* START *

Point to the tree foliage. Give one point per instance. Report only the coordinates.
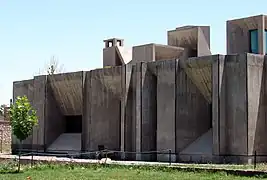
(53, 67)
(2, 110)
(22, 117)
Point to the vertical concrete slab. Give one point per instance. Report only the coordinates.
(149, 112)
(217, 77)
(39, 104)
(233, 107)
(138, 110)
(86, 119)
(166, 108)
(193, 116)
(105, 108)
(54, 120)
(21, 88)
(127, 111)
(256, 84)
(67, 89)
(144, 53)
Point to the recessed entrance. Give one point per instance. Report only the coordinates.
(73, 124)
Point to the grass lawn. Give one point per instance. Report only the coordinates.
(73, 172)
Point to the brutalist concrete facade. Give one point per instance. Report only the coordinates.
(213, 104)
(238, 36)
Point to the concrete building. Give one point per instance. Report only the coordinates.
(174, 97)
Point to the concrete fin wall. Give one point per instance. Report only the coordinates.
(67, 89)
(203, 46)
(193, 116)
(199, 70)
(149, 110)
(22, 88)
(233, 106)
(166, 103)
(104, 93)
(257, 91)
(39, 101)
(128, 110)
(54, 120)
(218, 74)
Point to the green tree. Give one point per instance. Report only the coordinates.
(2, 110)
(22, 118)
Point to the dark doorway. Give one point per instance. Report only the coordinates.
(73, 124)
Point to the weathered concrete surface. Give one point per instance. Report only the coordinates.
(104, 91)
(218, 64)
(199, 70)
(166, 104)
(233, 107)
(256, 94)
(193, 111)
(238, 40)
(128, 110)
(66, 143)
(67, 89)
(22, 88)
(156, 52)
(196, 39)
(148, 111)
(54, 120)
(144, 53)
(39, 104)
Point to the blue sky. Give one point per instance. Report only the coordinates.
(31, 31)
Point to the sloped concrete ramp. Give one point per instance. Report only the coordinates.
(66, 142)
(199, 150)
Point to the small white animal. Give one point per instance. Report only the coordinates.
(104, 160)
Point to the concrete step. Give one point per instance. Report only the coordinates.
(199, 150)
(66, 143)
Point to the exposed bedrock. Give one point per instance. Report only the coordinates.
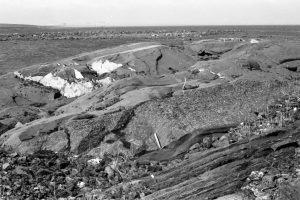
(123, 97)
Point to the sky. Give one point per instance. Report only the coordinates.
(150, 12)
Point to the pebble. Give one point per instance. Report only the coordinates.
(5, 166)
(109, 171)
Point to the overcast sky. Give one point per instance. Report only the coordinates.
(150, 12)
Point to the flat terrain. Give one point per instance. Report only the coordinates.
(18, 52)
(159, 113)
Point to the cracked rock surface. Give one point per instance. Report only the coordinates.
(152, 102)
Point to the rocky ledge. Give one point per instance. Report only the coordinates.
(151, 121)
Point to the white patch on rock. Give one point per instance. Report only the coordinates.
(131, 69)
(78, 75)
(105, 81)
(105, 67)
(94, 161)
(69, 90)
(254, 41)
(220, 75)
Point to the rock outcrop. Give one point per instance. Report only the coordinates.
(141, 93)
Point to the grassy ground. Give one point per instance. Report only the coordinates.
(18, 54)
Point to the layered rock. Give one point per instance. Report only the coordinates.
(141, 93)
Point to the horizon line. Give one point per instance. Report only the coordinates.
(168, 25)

* END *

- [Directive]:
Please convert every row above into a two-column CSV with the header "prompt" and "points", one line for each row. Put the row's instruction text in the first field and its coordinates in the second, enclose each field in double quotes, replace line breaks with spaces, and leave out the pictures.

- [Completed exercise]:
prompt,points
"Point to the tree foliage. Give one point per instance. Report only the coordinates.","(53, 67) (2, 110) (22, 117)"
"Point to the vertical concrete slab. Give one point per instance. Report only the coordinates.","(149, 112) (217, 77) (39, 104) (233, 107) (138, 110) (86, 119) (166, 108) (193, 116) (105, 108) (54, 120) (21, 88) (127, 111) (256, 84) (67, 89) (144, 53)"
"Point to the recessed entrance. Give one point per instance. Report only the coordinates.","(73, 124)"
"Point to the grass lawn. Give one point per instance. Report only the coordinates.","(73, 172)"
"Point to the brutalist concrete facade. Give one point per instance. Report only the coordinates.","(213, 104) (238, 36)"
"Point to the concrete building. Give one point per instance. Report only the coordinates.","(174, 97)"
"Point to the concrete fin wall. Give one point per instance. Report only the coordinates.","(67, 89) (203, 46) (193, 116) (199, 70) (149, 110) (22, 88) (233, 106) (166, 103) (104, 93) (257, 91) (39, 101) (128, 110) (54, 120) (218, 74)"
"Point to the green tree. Give one point per instance. Report only the coordinates.","(2, 110) (22, 118)"
"Point to the dark doorway. Give one point per instance. Report only the coordinates.","(73, 124)"
"Point to the weathered concrete surface. Give one point per instance. Report only the coordinates.","(104, 91) (218, 64) (199, 70) (166, 104) (233, 107) (256, 94) (193, 111) (238, 40) (128, 110) (66, 143) (67, 89) (22, 88) (156, 52) (196, 39) (148, 111) (54, 120) (144, 53) (39, 104)"
"Point to the blue sky. Give one point per instance. Report only the coordinates.","(31, 31)"
"Point to the sloped concrete ramp. Give one point per instance. Report only the coordinates.","(66, 142) (199, 150)"
"Point to the small white animal. Give one point per instance. Report only the coordinates.","(104, 160)"
"Point to the concrete step. Give one point per instance. Report only the coordinates.","(199, 150) (66, 143)"
"Point to the exposed bedrock. Give one point per instance. Report only the coordinates.","(123, 97)"
"Point to the sky. Give one point per instance. Report only the coordinates.","(150, 12)"
"Point to the pebble. Give one point per instance. Report only the coordinates.","(5, 166) (109, 171)"
"Point to the overcast sky. Give one point per instance. Report only the coordinates.","(150, 12)"
"Point to the flat terrain. Give one point per instance. Report only the coordinates.","(18, 52) (159, 113)"
"Point to the cracked rock surface. Give one point per instance. Report only the coordinates.","(152, 102)"
"Point to the rocky ledge. Give one point per instance. Report only the coordinates.","(151, 121)"
"Point to the white patch on rock. Give one point per instance. Report only the coordinates.","(131, 69) (78, 75) (105, 81) (105, 67) (94, 161) (69, 90) (254, 41) (220, 75)"
"Point to the rock outcrop. Give one point per instance. Report only the coordinates.","(141, 93)"
"Point to the grassy ground. Give one point per instance. Report only the coordinates.","(18, 54)"
"Point to the layered rock. Give one point per instance. Report only the coordinates.","(141, 93)"
"Point to the horizon line. Give one point per instance. Report only the coordinates.","(168, 25)"